# ACTIVITY
Write out the entries, please, from the line containing "TARGET: white baseboard" through their final line, exactly and with nothing else.

# MATERIAL PROVIDED
◆ ◆ ◆

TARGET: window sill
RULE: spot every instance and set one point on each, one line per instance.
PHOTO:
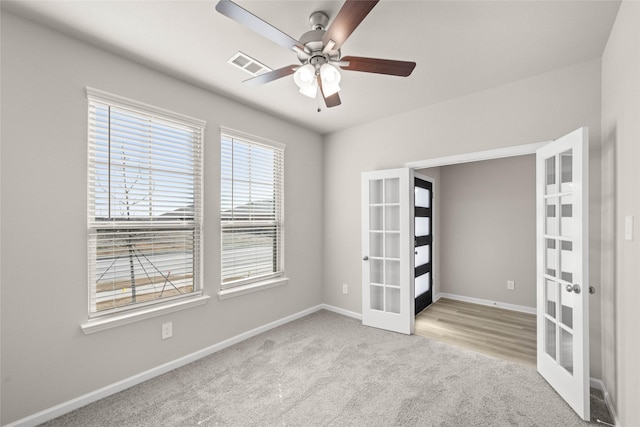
(253, 287)
(108, 322)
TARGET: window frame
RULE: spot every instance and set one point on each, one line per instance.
(276, 278)
(104, 319)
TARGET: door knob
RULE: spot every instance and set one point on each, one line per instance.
(573, 288)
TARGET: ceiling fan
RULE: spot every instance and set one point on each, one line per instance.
(318, 50)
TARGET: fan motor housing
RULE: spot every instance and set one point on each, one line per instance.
(312, 40)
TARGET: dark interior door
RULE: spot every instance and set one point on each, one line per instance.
(423, 274)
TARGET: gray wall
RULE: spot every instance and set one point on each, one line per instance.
(537, 109)
(487, 229)
(46, 359)
(620, 285)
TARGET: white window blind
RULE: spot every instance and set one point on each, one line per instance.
(145, 204)
(252, 220)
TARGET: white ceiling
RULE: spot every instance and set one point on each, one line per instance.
(460, 47)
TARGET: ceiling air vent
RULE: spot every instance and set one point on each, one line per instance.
(248, 64)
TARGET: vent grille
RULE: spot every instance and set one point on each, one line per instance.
(248, 64)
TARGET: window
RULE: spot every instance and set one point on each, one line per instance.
(145, 204)
(252, 175)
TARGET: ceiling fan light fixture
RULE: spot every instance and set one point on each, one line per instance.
(305, 76)
(311, 90)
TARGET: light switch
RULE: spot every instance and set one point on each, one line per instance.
(628, 228)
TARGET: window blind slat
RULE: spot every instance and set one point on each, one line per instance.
(251, 204)
(145, 202)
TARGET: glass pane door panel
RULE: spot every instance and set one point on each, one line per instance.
(566, 216)
(551, 220)
(393, 300)
(566, 313)
(550, 338)
(551, 256)
(422, 226)
(377, 297)
(375, 218)
(392, 245)
(566, 350)
(566, 261)
(552, 298)
(422, 284)
(392, 272)
(376, 244)
(550, 173)
(566, 172)
(422, 197)
(376, 271)
(392, 190)
(375, 191)
(422, 255)
(392, 218)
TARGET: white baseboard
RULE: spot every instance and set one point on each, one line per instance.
(599, 385)
(342, 311)
(513, 307)
(78, 402)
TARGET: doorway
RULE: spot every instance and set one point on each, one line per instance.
(423, 242)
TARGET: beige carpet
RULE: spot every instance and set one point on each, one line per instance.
(329, 370)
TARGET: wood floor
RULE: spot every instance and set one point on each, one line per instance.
(494, 331)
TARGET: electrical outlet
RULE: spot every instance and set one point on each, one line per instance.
(167, 330)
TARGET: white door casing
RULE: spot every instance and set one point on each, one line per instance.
(562, 271)
(387, 252)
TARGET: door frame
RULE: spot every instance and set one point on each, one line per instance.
(434, 236)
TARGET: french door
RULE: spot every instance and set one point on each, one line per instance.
(387, 297)
(563, 269)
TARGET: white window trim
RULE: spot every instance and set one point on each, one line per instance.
(276, 279)
(135, 315)
(98, 322)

◆ ◆ ◆

# RESULT FOR THIS EXERCISE
TARGET: white baseboard
RULE: spot every instance and set one point on each, one line per instance.
(599, 385)
(342, 311)
(513, 307)
(78, 402)
TARGET: doorway
RULE: spot every instance and set one point on each, one line per instance.
(423, 242)
TARGET: beige carpet
RULE: spot every instance and set one point on each, one line per instance.
(329, 370)
TARGET: wood floor
RULE: spot every instance and set one point on each, one line per instance.
(494, 331)
TARGET: electrical outlet
RULE: spot every instance and set one point on each, one line per instance.
(167, 330)
TARGET: white door casing
RULE: spot every instance and set one point on each, one line per instance.
(562, 271)
(387, 252)
TARGET: door frame
RULE: spot every instance and set one point on each, one line per instance.
(434, 236)
TARGET: french door
RULE: spot every instance and set one point on each, one line per instance.
(387, 297)
(563, 269)
TARGET: white window trim
RULE: spot every instance and set one point on each, one line per instance.
(276, 279)
(135, 315)
(98, 322)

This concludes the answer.